-- START DATA TO PROCESS --

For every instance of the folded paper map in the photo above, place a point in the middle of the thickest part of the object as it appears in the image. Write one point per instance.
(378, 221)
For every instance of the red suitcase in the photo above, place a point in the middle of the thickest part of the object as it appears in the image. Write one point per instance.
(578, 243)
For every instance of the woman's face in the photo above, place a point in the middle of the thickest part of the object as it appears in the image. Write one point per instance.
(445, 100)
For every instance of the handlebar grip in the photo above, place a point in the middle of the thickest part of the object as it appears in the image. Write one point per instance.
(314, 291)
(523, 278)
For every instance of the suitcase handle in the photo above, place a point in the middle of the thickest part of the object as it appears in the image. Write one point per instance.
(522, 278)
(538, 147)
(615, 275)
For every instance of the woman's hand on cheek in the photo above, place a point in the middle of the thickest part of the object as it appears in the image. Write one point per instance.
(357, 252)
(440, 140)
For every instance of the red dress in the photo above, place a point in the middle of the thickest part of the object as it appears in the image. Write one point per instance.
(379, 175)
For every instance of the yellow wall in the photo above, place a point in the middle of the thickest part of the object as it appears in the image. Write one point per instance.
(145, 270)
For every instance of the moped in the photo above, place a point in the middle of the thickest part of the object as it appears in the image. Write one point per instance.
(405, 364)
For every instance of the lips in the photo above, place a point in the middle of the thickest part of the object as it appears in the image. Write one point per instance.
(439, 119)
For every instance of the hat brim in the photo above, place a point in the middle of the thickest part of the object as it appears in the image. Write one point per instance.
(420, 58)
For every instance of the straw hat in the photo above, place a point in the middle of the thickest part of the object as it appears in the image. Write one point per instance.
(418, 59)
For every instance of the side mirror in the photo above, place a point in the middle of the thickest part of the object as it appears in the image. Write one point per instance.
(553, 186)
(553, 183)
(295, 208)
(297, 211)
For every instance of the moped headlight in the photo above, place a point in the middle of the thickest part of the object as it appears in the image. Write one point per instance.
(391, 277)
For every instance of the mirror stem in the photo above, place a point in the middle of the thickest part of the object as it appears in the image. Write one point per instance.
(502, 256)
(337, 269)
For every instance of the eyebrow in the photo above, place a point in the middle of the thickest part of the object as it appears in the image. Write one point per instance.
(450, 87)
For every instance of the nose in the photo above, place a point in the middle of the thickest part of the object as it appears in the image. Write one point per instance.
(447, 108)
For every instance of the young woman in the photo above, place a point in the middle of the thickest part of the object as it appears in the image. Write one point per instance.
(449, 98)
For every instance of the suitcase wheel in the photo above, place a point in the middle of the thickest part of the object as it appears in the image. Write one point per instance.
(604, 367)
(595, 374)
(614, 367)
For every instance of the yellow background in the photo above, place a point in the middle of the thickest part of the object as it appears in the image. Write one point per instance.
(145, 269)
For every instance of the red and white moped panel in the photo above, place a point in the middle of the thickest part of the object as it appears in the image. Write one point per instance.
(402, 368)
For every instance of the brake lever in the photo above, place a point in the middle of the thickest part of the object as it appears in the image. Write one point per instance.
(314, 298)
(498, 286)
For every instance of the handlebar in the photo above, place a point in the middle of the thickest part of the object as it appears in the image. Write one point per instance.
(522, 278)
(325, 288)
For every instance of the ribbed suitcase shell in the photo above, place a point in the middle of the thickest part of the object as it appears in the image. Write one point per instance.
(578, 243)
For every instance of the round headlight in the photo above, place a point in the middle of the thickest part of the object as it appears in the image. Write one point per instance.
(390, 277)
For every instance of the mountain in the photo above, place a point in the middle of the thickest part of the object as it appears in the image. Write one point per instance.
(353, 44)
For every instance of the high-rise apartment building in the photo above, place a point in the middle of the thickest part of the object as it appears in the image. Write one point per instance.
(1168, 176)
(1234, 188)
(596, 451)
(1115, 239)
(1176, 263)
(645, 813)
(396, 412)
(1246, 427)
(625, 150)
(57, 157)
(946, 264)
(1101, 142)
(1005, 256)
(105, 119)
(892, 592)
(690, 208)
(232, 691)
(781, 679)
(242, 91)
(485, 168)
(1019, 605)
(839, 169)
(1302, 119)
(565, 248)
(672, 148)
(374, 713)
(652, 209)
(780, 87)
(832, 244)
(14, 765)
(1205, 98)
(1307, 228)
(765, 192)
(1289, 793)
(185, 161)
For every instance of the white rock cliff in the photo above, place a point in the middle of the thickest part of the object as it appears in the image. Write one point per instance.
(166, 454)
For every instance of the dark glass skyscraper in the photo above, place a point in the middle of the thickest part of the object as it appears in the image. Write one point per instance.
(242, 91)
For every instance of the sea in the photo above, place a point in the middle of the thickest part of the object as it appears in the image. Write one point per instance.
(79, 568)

-- END DATA TO PROCESS --

GOAL OF THE EXERCISE: Copy out all of the records above, word for word.

SOLUTION FOR THIS PROBLEM:
For every instance of the folded paper map in the photo above, place a point in the middle of the thickest part of the object as it appears in the image. Write one point per instance.
(378, 221)
For every instance of the red suitcase in the photo above, place a point in the middle of the thickest part of the object as it appears in the image. Write one point per instance.
(578, 243)
For every instance of the woman's face in the photo above, place a point in the middle of the thickest part of the object as it appears in the image. Write one point per instance.
(445, 100)
For every instance of the handlebar grip in the photo above, place a point in the middle of the thickest part of the object as it appears in the image. Write one point per instance.
(314, 291)
(523, 278)
For every instance of the suitcase handle in the photo above, place a point in the middle of the thickest part of the object as it appears in the image. Write one point per instance.
(522, 278)
(538, 147)
(615, 275)
For every instance of the woman's hand on cheek in the photo above, place a point in the middle of the thickest part of the object as it appears in the image. Write one point per instance.
(357, 252)
(440, 140)
For every instance of the red dress in the photo above, place a point in the middle of the thickest part of the object as it appears in the image. Write one point per instance.
(379, 175)
For every instance of the yellow wall in the photo above, place a point in the middle of the thickest part of the object as it appears in the image. Write one point per instance.
(145, 270)
For every instance of the moped in the photo above, place a point in the middle of the thickest part of the object as it appears in the image. Write one point per instance.
(405, 364)
For every instance of the lips in the photo above, place a point in the middle of the thickest part of the object as it appears in the image. Write one point per instance.
(439, 119)
For every instance of the hat brim in the photo above, place a point in the middle of the thickest part of the object as it appears in the image. Write one point per instance.
(420, 58)
For every instance of the straw hat in the photo above, place a point in the middle of the thickest part of the object as it appears in the image. Write one point per instance.
(418, 59)
For every instance of the side mirror in the photo above, place a point in the middle of the thickest part of the object as it appears in the image. Write one point per instance.
(553, 186)
(553, 183)
(295, 208)
(297, 211)
For every instance of the moped headlight in the photo above, place a point in the middle of the thickest part of the object as it appears in the image. Write one point per instance.
(391, 277)
For every instance of the mirror stem in the photo above, place a point in the middle of the thickest part of the object as it appears in the image. Write one point per instance.
(502, 256)
(337, 269)
For every instance of the eyebrow in the photo above, place a point in the middle of the thickest part of the object as it appears in the image. Write one point per instance.
(450, 87)
For every instance of the nose in the photo above, place a point in the middle of the thickest part of the object as it appears in the image. Write one point per instance.
(447, 108)
For every instance of the young woman in the photo above, place a point in the middle of the thickest part of the object as it appears in the image. Write one point per instance.
(449, 98)
For every instance of the suitcase wheel in the photo above, place a point in the middle of the thickest part of the object as it appears in the image. Write one point per instance.
(604, 367)
(595, 374)
(614, 367)
For every instance of the yellow background in the photo above, place a point in the middle of the thickest part of the object as it appears in the image. Write one point per instance.
(145, 269)
For every instance of the red and white moped panel in the photo above, place a point in the middle of the thickest part of the object as it appears in the image. Write one point per instance.
(402, 368)
For every instance of the brake lever in the photo above, place a point in the middle of the thickest part of the object as it appears in the image. Write one point per instance.
(314, 298)
(498, 286)
For every instance of the handlebar in the photo above, place a point in the middle of the thickest part of the object as it appears in the image. Write one point per instance.
(522, 278)
(325, 288)
For every instance of the ribbed suitcase shell in the photo above, place a point in the middle of the thickest part of the object as it appears in the image. Write one point per instance.
(578, 243)
For every instance of the round headlight in the photo above, place a point in the middle of the thickest part of the object as it appears in the image. Write one point per instance.
(390, 277)
For every instance of the mountain in the photo above, place a point in the middle of the thickest part of the object as it appears in the image. Write one point per instance.
(353, 44)
For every instance of the high-rise apartment building in the photo above, place a point in the middle of the thickest part of the object as it appears in the image. Write one point per instance.
(1168, 176)
(1234, 188)
(596, 451)
(1115, 239)
(1176, 263)
(645, 813)
(396, 412)
(1246, 427)
(625, 150)
(57, 157)
(946, 264)
(1101, 142)
(1005, 256)
(105, 119)
(892, 592)
(690, 208)
(232, 691)
(781, 679)
(242, 91)
(485, 168)
(1019, 605)
(839, 169)
(1302, 119)
(565, 248)
(672, 148)
(374, 713)
(652, 209)
(780, 87)
(832, 244)
(14, 765)
(1205, 98)
(1307, 228)
(765, 192)
(1289, 793)
(185, 161)
For every instance of the white rock cliff in the photo above, place a point in the middle of the thickest part of the object as it appears in the image. Write one point per instance.
(166, 454)
For every instance of the dark glass skyscraper in the photo above, place a point in the middle of the thickest part of the object as it appears in the image. Write one point per instance.
(242, 91)
For every instance of the sea in the photo above, place a point in the middle of the thickest part of the object as it appears in the image. Write one point per instance.
(79, 568)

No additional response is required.